***** Document *****
The explicit two-step form (with_sqlite then db |> migrate_to_latest()) stays available for tools / CI that want to inspect state before migrating.

Cost on a fully-up-to-date DB is a few cheap reads — CREATE TABLE IF NOT EXISTS is a no-op on the existing audit table, plus a COUNT(*) adoption probe and a MAX(version) lookup. Microseconds total. Safe to call every startup.

7.9.44.3. Inspection: pure reads, no side effects

Three functions answer “what’s the migration state?” without running anything:

db |> current_schema_version()    // int (0 if no audit table yet)
db |> pending_migrations()        // array<PendingMigration>
db |> migration_history()         // array<MigrationRecord>

All three never create the audit table, never write a row, never run a migration. Safe to call from mytool db status against a brand-new DB. Result-bound try_* siblings exist for tools that want explicit error handling.

Description sourcing differs by call:

  • pending_migrations reads from the annotation (current code; reflects what will be).

  • migration_history reads from the audit row (frozen at apply-time; reflects what was).
***** Raw records *****
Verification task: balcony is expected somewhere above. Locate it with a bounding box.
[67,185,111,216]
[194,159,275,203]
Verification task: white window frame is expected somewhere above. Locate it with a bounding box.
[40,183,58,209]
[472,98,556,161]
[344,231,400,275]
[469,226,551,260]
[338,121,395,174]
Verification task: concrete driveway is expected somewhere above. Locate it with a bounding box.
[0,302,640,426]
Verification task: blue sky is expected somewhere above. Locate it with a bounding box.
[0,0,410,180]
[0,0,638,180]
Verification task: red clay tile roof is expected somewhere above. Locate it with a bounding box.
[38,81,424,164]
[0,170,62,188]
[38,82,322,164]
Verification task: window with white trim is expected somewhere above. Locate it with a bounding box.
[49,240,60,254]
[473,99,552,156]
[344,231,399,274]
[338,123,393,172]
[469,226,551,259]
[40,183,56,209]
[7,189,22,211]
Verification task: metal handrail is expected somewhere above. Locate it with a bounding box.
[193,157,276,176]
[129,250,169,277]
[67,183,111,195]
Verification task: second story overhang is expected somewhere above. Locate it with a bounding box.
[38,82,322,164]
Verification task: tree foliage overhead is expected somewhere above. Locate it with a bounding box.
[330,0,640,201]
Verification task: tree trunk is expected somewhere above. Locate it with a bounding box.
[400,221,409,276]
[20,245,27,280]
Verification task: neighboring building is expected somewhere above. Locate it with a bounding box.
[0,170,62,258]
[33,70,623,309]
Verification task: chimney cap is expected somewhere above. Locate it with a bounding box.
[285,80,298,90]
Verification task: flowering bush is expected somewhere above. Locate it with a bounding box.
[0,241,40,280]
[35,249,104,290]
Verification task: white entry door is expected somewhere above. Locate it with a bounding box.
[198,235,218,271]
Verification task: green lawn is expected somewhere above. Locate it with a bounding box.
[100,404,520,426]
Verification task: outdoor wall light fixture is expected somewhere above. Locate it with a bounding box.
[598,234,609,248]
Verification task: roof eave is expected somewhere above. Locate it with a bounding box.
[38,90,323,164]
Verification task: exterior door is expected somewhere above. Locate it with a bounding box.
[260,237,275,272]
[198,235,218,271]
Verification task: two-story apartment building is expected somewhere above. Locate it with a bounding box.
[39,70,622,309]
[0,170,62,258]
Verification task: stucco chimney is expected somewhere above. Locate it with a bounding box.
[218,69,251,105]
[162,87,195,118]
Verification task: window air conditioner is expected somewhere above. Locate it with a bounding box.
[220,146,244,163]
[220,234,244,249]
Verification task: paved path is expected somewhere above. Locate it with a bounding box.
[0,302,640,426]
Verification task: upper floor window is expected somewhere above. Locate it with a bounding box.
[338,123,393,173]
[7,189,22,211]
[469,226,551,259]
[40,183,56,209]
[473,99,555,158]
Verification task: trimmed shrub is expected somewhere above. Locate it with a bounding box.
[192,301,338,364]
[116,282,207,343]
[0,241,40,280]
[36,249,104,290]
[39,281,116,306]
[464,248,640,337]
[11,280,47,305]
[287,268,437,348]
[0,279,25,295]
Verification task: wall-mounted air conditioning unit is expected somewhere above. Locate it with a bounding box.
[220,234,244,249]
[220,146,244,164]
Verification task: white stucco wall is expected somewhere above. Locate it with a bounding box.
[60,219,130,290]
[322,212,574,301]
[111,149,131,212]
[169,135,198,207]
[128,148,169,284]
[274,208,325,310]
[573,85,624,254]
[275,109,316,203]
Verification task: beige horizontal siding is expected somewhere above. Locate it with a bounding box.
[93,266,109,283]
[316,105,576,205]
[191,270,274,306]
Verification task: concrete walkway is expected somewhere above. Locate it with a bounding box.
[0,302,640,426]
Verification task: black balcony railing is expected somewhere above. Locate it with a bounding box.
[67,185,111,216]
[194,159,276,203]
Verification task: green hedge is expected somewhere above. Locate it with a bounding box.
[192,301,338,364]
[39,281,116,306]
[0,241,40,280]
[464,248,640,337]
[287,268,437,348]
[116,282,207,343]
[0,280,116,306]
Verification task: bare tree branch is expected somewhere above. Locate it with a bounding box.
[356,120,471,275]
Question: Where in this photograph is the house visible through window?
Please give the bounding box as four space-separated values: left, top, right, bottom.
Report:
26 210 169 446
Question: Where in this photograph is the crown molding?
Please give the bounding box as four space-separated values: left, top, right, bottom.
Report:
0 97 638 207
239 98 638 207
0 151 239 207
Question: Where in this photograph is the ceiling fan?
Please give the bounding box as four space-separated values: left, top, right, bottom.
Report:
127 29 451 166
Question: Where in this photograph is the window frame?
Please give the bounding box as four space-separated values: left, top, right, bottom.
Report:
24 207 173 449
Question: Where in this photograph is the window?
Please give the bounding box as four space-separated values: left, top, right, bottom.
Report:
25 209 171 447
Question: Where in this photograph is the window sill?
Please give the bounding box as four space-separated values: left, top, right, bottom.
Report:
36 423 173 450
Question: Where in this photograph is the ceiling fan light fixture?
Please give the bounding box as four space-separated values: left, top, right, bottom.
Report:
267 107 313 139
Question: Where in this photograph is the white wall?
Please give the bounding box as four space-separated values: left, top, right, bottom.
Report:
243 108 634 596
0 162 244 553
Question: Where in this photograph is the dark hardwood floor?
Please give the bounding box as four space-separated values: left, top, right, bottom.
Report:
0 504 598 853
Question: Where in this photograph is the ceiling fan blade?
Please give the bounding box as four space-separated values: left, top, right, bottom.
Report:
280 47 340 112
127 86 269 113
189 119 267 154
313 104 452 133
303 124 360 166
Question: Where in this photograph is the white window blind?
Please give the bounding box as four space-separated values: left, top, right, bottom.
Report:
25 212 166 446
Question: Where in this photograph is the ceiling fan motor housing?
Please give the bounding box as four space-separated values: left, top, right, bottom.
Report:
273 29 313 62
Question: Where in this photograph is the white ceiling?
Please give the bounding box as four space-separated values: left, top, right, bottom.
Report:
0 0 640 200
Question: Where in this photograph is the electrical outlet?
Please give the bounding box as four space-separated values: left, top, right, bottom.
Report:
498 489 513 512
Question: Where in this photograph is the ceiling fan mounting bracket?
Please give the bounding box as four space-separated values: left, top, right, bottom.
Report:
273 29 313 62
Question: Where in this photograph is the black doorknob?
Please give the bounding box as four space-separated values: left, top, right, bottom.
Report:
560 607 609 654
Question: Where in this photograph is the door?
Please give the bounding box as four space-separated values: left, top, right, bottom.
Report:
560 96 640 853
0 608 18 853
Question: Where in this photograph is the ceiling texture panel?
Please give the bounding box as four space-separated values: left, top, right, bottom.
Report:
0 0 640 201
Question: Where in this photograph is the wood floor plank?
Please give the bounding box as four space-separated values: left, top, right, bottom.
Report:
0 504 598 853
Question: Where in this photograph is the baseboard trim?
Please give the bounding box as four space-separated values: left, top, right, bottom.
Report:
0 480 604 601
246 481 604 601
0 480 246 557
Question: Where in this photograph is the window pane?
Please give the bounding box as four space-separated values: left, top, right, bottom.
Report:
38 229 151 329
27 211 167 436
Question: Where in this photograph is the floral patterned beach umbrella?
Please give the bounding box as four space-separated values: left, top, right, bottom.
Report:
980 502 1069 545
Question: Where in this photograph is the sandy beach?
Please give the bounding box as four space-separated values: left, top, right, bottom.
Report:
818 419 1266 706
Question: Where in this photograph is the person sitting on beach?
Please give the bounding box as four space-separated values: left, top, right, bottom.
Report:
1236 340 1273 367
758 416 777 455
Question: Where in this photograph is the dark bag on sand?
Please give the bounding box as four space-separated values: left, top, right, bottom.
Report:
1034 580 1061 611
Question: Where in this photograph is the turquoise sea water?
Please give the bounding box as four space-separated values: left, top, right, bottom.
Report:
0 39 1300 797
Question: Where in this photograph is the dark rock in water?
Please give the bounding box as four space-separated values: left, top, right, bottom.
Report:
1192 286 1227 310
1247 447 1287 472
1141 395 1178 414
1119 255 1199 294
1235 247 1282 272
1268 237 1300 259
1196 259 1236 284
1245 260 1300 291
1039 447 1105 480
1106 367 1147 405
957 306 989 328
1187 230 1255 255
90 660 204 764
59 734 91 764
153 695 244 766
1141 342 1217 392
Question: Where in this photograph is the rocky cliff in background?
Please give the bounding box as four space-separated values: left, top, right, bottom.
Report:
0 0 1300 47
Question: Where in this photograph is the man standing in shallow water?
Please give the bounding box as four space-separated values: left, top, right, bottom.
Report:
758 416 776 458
*****
-- Exercise instructions --
- A) Reproduce the migration documentation verbatim, from "7.9.44.3. Inspection: pure" down to "explicit error handling.".
- B) Which functions does the migration documentation list under the Inspection heading as pure reads with no side effects?

-- Results for each task --
- A)
7.9.44.3. Inspection: pure reads, no side effects

Three functions answer “what’s the migration state?” without running anything:

db |> current_schema_version()    // int (0 if no audit table yet)
db |> pending_migrations()        // array<PendingMigration>
db |> migration_history()         // array<MigrationRecord>

All three never create the audit table, never write a row, never run a migration. Safe to call from mytool db status against a brand-new DB. Result-bound try_* siblings exist for tools that want explicit error handling.

- B) current_schema_version(), pending_migrations(), migration_history()